» **PROBLEM TO WORK ON**
Could you copy the records below line for line, keeping every character unchanged?

» **SUPPLIED RECORDS**
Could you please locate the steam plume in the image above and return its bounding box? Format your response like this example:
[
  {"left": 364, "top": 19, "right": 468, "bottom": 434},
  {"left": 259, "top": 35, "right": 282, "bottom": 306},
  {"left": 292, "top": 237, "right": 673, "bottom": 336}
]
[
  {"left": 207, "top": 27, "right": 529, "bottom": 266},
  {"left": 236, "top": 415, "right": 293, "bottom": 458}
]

» **TASK SOLUTION**
Could you please locate the steam plume in the image above and return its bounding box? Format your response like this example:
[
  {"left": 364, "top": 19, "right": 468, "bottom": 434},
  {"left": 259, "top": 35, "right": 282, "bottom": 306},
  {"left": 292, "top": 237, "right": 673, "bottom": 336}
]
[
  {"left": 207, "top": 27, "right": 529, "bottom": 266},
  {"left": 236, "top": 415, "right": 293, "bottom": 458}
]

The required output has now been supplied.